:: Given problem ::
Swap every "rear flipper" in the records below for "hind flipper" and write the records out again with nothing else changed. Leave the pictures out.

[Stored dataset items]

<<<<

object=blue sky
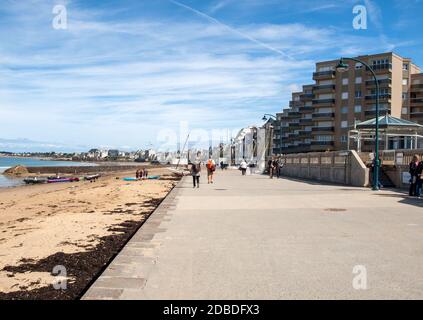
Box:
[0,0,423,150]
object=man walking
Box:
[267,159,275,179]
[239,159,248,176]
[408,155,422,197]
[191,152,201,188]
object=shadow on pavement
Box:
[377,189,423,207]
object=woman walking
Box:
[191,153,201,188]
[409,155,421,197]
[207,158,216,183]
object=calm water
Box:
[0,157,93,188]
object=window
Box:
[319,66,335,72]
[316,136,333,141]
[317,121,333,128]
[372,58,389,65]
[370,88,391,96]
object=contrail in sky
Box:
[169,0,295,60]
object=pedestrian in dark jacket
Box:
[416,161,423,197]
[409,155,423,196]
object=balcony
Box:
[300,93,314,101]
[311,127,335,133]
[313,84,335,93]
[311,141,335,146]
[366,63,392,72]
[313,99,335,107]
[289,122,300,128]
[313,71,336,80]
[365,93,391,101]
[410,98,423,106]
[298,130,311,139]
[313,112,335,119]
[366,79,392,87]
[288,111,301,118]
[411,84,423,92]
[300,119,313,126]
[298,106,313,113]
[364,109,391,117]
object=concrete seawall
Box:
[281,151,369,187]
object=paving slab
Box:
[84,170,423,299]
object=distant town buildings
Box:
[272,53,423,154]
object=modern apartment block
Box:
[273,52,423,154]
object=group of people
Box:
[191,154,216,188]
[135,168,148,179]
[267,159,281,179]
[409,155,423,197]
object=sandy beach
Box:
[0,168,179,299]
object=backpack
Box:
[207,160,216,171]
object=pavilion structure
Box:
[348,114,423,152]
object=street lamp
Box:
[262,113,282,155]
[262,113,276,121]
[336,58,380,191]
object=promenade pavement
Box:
[83,170,423,300]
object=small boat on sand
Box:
[147,176,160,180]
[47,178,79,183]
[84,174,100,181]
[24,177,47,184]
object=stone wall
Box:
[281,151,369,187]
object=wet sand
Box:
[0,168,179,299]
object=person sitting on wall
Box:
[408,155,423,197]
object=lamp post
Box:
[262,113,282,155]
[336,58,380,191]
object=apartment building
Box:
[273,52,423,154]
[409,73,423,125]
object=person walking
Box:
[207,158,216,184]
[408,155,422,197]
[191,153,201,188]
[267,159,275,179]
[416,157,423,198]
[239,159,248,176]
[273,159,281,179]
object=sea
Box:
[0,157,93,188]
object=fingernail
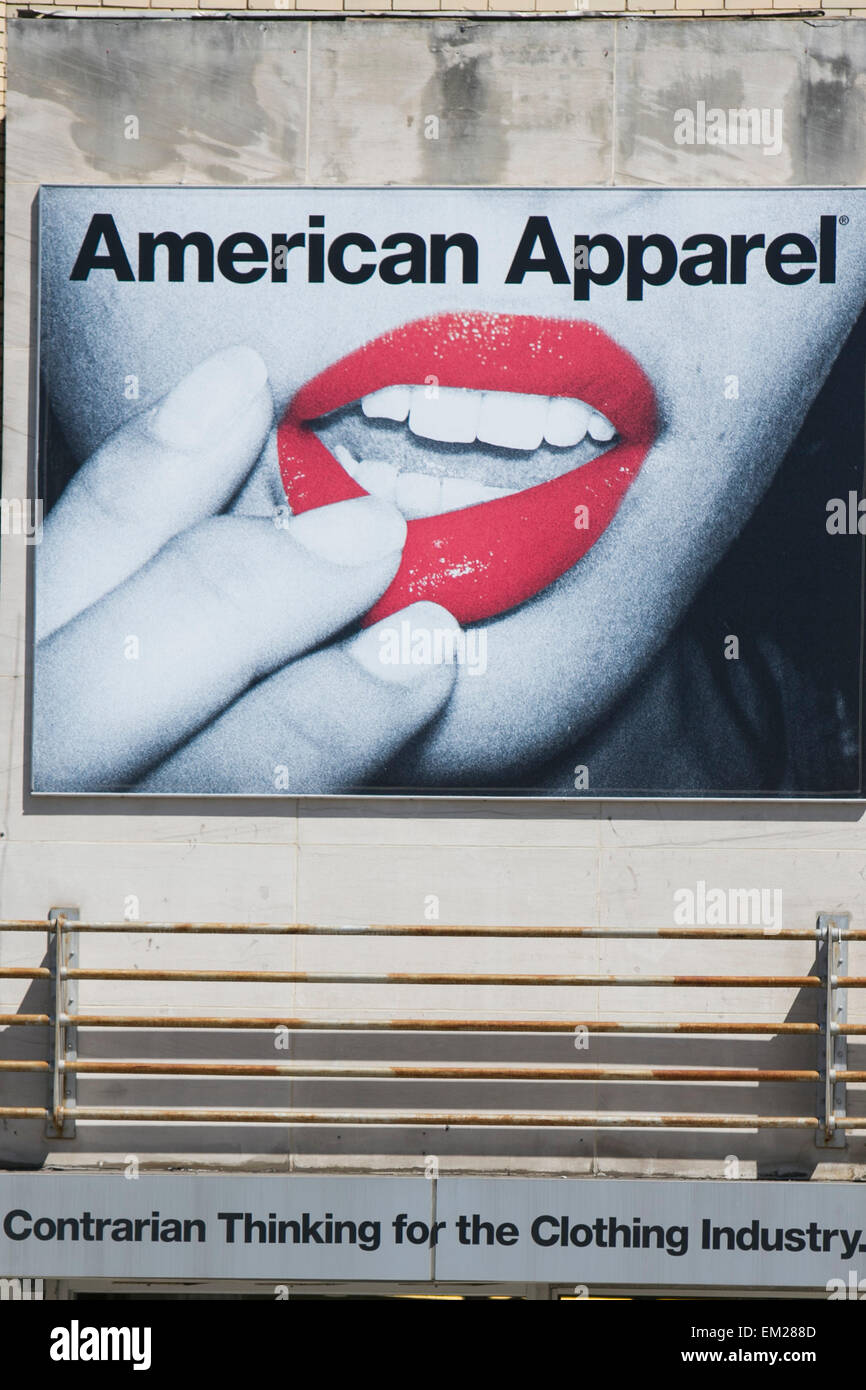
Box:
[289,498,406,564]
[150,348,268,450]
[346,603,463,685]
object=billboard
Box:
[31,186,866,798]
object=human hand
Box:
[33,348,456,794]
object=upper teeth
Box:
[334,443,517,521]
[361,386,616,449]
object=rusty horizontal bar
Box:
[0,922,834,941]
[61,1013,817,1034]
[42,1105,828,1129]
[64,1061,822,1081]
[61,969,817,990]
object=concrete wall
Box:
[0,16,866,1176]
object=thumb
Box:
[36,348,274,639]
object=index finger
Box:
[35,348,274,641]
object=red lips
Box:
[277,313,656,626]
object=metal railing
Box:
[0,912,866,1147]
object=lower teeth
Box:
[334,445,518,521]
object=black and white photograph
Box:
[32,188,866,798]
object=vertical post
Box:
[46,908,78,1138]
[816,912,851,1148]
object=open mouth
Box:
[277,313,656,624]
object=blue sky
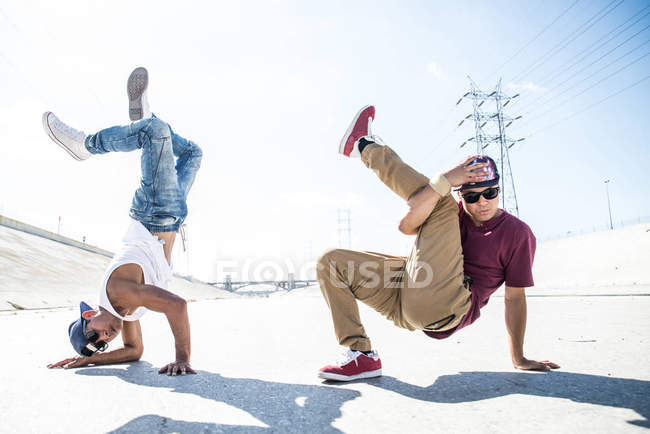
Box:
[0,0,650,279]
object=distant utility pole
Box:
[180,223,192,276]
[337,208,352,249]
[456,76,524,217]
[605,179,614,229]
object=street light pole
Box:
[605,179,614,229]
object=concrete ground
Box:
[0,289,650,433]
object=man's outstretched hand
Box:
[158,362,196,376]
[444,155,488,187]
[47,356,90,369]
[514,358,560,371]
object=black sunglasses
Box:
[81,325,108,357]
[461,187,501,203]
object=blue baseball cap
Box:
[454,155,500,191]
[68,301,108,357]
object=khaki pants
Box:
[317,144,470,351]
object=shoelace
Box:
[52,115,85,140]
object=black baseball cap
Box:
[454,155,500,191]
[68,301,108,357]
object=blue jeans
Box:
[86,115,203,232]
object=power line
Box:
[540,5,650,90]
[524,24,650,114]
[512,0,625,82]
[485,0,580,81]
[526,72,650,139]
[520,51,650,125]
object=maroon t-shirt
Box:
[424,203,536,339]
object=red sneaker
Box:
[339,105,375,157]
[318,350,381,381]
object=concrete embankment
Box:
[0,219,235,311]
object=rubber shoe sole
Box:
[318,369,381,381]
[339,105,370,157]
[126,66,149,121]
[41,112,84,161]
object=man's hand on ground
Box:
[47,356,90,369]
[444,155,487,187]
[158,362,196,376]
[513,358,560,371]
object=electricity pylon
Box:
[456,76,524,217]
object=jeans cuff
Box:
[140,220,182,233]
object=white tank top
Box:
[99,219,172,321]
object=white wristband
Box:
[429,173,451,197]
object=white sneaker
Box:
[339,105,375,158]
[126,66,151,121]
[43,112,91,161]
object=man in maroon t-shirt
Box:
[317,106,559,381]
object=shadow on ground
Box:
[360,371,650,428]
[76,362,361,433]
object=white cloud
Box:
[506,81,546,93]
[427,62,447,80]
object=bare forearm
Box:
[505,297,527,366]
[399,185,440,235]
[166,299,191,362]
[87,346,142,365]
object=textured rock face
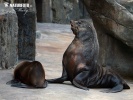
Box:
[81,0,133,77]
[15,0,36,60]
[52,0,87,23]
[0,3,18,69]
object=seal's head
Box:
[70,20,92,35]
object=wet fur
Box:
[7,61,47,88]
[48,20,130,93]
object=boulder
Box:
[81,0,133,77]
[0,3,18,69]
[14,0,36,60]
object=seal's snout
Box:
[70,20,74,24]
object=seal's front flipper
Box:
[6,79,20,85]
[73,71,89,90]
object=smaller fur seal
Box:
[7,61,47,88]
[47,20,130,93]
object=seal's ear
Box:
[11,82,30,88]
[43,80,48,88]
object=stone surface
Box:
[14,0,36,60]
[0,3,18,69]
[52,0,87,23]
[0,24,133,100]
[81,0,133,78]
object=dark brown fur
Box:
[48,20,130,92]
[6,61,47,88]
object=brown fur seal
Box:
[7,61,47,88]
[48,20,130,92]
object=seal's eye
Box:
[78,21,81,25]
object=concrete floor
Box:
[0,24,133,100]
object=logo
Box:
[4,2,32,8]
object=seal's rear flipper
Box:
[11,82,29,88]
[47,77,67,83]
[101,84,123,93]
[43,80,48,88]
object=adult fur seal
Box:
[7,61,47,88]
[48,20,130,92]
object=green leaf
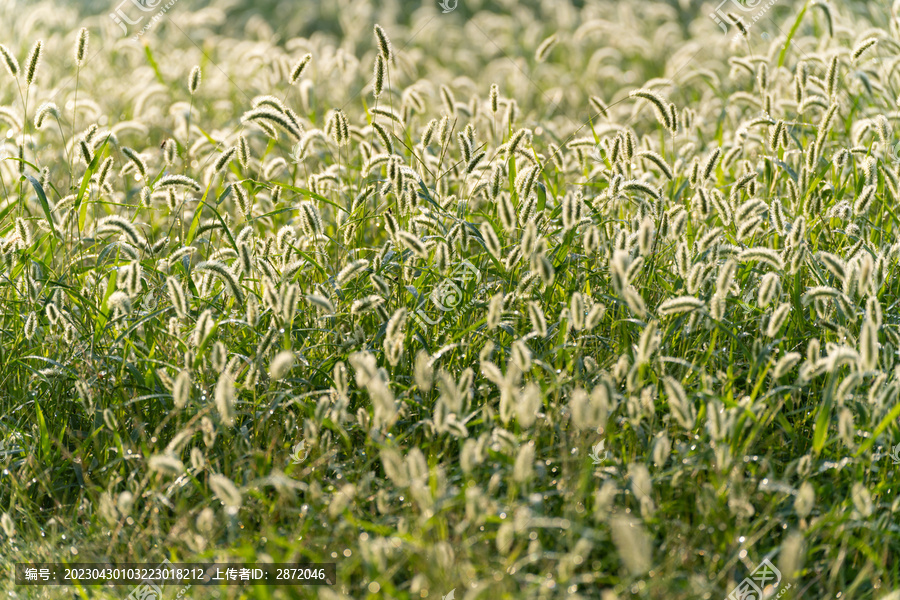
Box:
[144,44,168,87]
[813,394,831,455]
[778,0,809,67]
[856,403,900,456]
[25,175,59,236]
[34,400,50,458]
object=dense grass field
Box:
[0,0,900,600]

>>>>

:: Task response ::
object=blue sky
Box:
[0,0,423,150]
object=man walking
Box:
[267,159,275,179]
[239,159,248,176]
[408,155,422,197]
[191,152,201,188]
object=shadow on pavement
Box:
[377,189,423,207]
object=woman walking
Box:
[191,153,201,188]
[409,155,421,197]
[207,158,216,183]
object=calm water
Box:
[0,157,93,188]
object=window
Box:
[319,66,335,72]
[316,136,333,141]
[317,121,333,128]
[372,58,389,65]
[370,88,391,96]
object=contrail in sky
Box:
[169,0,295,60]
object=pedestrian in dark jacket
Box:
[416,161,423,197]
[409,155,423,196]
object=balcony
Box:
[300,93,314,101]
[311,127,335,133]
[313,84,335,93]
[311,141,335,146]
[366,63,392,72]
[313,99,335,107]
[289,122,300,128]
[313,71,336,80]
[365,93,391,101]
[410,98,423,106]
[298,130,311,139]
[313,112,335,119]
[366,79,392,87]
[288,111,301,118]
[411,84,423,92]
[300,119,313,126]
[298,106,313,113]
[364,109,391,117]
object=concrete seawall
Box:
[281,151,369,187]
object=paving slab
Box:
[84,170,423,299]
object=distant town buildings
Box:
[272,53,423,154]
object=modern apartment block
Box:
[273,52,423,154]
object=group of people
Box:
[191,154,216,188]
[135,168,148,179]
[267,159,281,179]
[409,155,423,197]
object=sandy beach
Box:
[0,168,179,299]
object=backpack
Box:
[207,160,216,171]
object=pavilion structure
Box:
[348,114,423,152]
object=street lamp
Box:
[262,113,282,155]
[262,113,276,121]
[336,58,380,191]
object=promenade pavement
Box:
[83,170,423,300]
object=small boat on sand
Box:
[147,176,160,180]
[47,178,79,183]
[84,174,100,181]
[24,177,47,184]
object=stone wall
Box:
[281,151,369,187]
object=wet sand
Box:
[0,168,179,299]
object=person sitting on wall
Box:
[408,155,423,197]
object=lamp post
Box:
[262,113,282,155]
[336,58,380,191]
object=apartment building
Box:
[273,52,423,154]
[409,73,423,125]
object=person walking
Box:
[207,158,216,184]
[408,155,422,197]
[191,153,201,188]
[267,159,275,179]
[416,157,423,198]
[239,159,248,176]
[273,159,281,179]
object=sea
Box:
[0,157,93,188]
object=fingernail
Box:
[289,498,406,564]
[150,348,268,450]
[346,603,463,685]
object=billboard
Box:
[31,186,866,798]
object=human hand
Box:
[33,348,456,794]
object=upper teeth
Box:
[334,443,517,521]
[361,386,616,449]
object=rusty horizontal bar
Box:
[0,922,834,941]
[61,1013,817,1034]
[42,1105,828,1129]
[64,1061,822,1081]
[61,969,817,990]
object=concrete wall
Box:
[0,16,866,1176]
object=thumb
Box:
[36,348,274,639]
object=index finger
Box:
[35,348,274,641]
object=red lips
Box:
[277,313,656,626]
object=metal railing
Box:
[0,912,866,1147]
object=lower teeth
Box:
[334,445,518,521]
object=black and white photograph
Box:
[32,188,866,798]
object=vertical post
Box:
[46,908,78,1138]
[816,912,851,1148]
object=open mouth
Box:
[277,313,656,624]
object=blue sky
Box:
[0,0,650,279]
object=distant utility pole
Box:
[180,223,192,276]
[337,208,352,249]
[456,76,524,217]
[605,179,614,229]
object=street light pole
Box:
[605,179,614,229]
object=concrete ground
Box:
[0,289,650,433]
object=man's outstretched hand
Box:
[158,362,196,376]
[444,155,488,187]
[47,356,90,369]
[514,358,560,371]
object=black sunglasses
Box:
[81,325,108,357]
[461,187,501,203]
object=blue baseball cap
Box:
[454,155,500,191]
[68,301,108,357]
object=khaki pants
Box:
[317,144,470,351]
object=shoelace
Box:
[52,115,85,140]
object=black baseball cap
Box:
[454,155,500,191]
[68,301,108,357]
object=blue jeans
Box:
[86,115,203,232]
object=power line
Box:
[540,5,650,90]
[524,24,650,114]
[512,0,625,82]
[485,0,580,81]
[526,72,650,139]
[520,51,650,125]
object=maroon t-shirt
Box:
[424,203,536,339]
object=red sneaker
Box:
[339,105,375,157]
[318,350,381,381]
object=concrete embankment
Box:
[0,219,235,311]
object=rubber shoe sole
Box:
[318,369,381,381]
[339,105,370,157]
[126,66,149,121]
[41,112,84,161]
object=man's hand on ground
Box:
[47,356,90,369]
[444,155,487,187]
[158,362,196,376]
[513,358,560,371]
object=electricity pylon
Box:
[456,76,524,217]
object=jeans cuff
Box:
[140,220,182,233]
object=white tank top
Box:
[99,219,172,321]
object=white wristband
Box:
[429,173,451,197]
object=white sneaker
Box:
[339,105,375,158]
[126,66,151,121]
[43,112,91,161]
object=man in maroon t-shirt
Box:
[317,106,559,381]
object=shadow on ground
Box:
[360,371,650,428]
[76,362,361,433]
object=white cloud
Box:
[506,81,546,93]
[427,62,447,80]
object=bare forearm
Box:
[505,297,527,366]
[399,185,440,235]
[166,299,191,362]
[87,346,142,365]
object=textured rock face
Box:
[81,0,133,77]
[15,0,36,60]
[52,0,87,23]
[0,3,18,69]
object=seal's head
Box:
[70,20,92,35]
object=wet fur
Box:
[7,61,47,88]
[48,20,130,93]
object=boulder
Box:
[81,0,133,77]
[0,3,18,69]
[14,0,36,60]
object=seal's snout
Box:
[70,20,74,24]
object=seal's front flipper
Box:
[6,79,20,85]
[73,71,89,90]
object=smaller fur seal
Box:
[7,61,47,88]
[47,20,130,93]
object=seal's ear
Box:
[11,82,30,88]
[43,80,48,88]
object=stone surface
Box:
[14,0,36,60]
[0,3,18,69]
[52,0,87,23]
[0,24,133,100]
[81,0,133,78]
object=dark brown fur
Box:
[48,20,130,92]
[6,61,47,88]
object=brown fur seal
Box:
[7,61,47,88]
[48,20,130,92]
object=seal's eye
Box:
[78,21,81,25]
object=concrete floor
Box:
[0,24,133,100]
object=logo
Box:
[4,2,32,8]
object=seal's hind flipper
Box:
[11,82,29,88]
[47,77,67,83]
[101,84,123,93]
[43,80,48,88]
object=adult fur seal
Box:
[7,61,47,88]
[48,20,130,92]
object=green leaf
Box:
[144,44,168,87]
[813,394,831,455]
[778,0,809,67]
[856,403,900,456]
[25,175,59,236]
[34,400,50,458]
object=dense grass field
Box:
[0,0,900,600]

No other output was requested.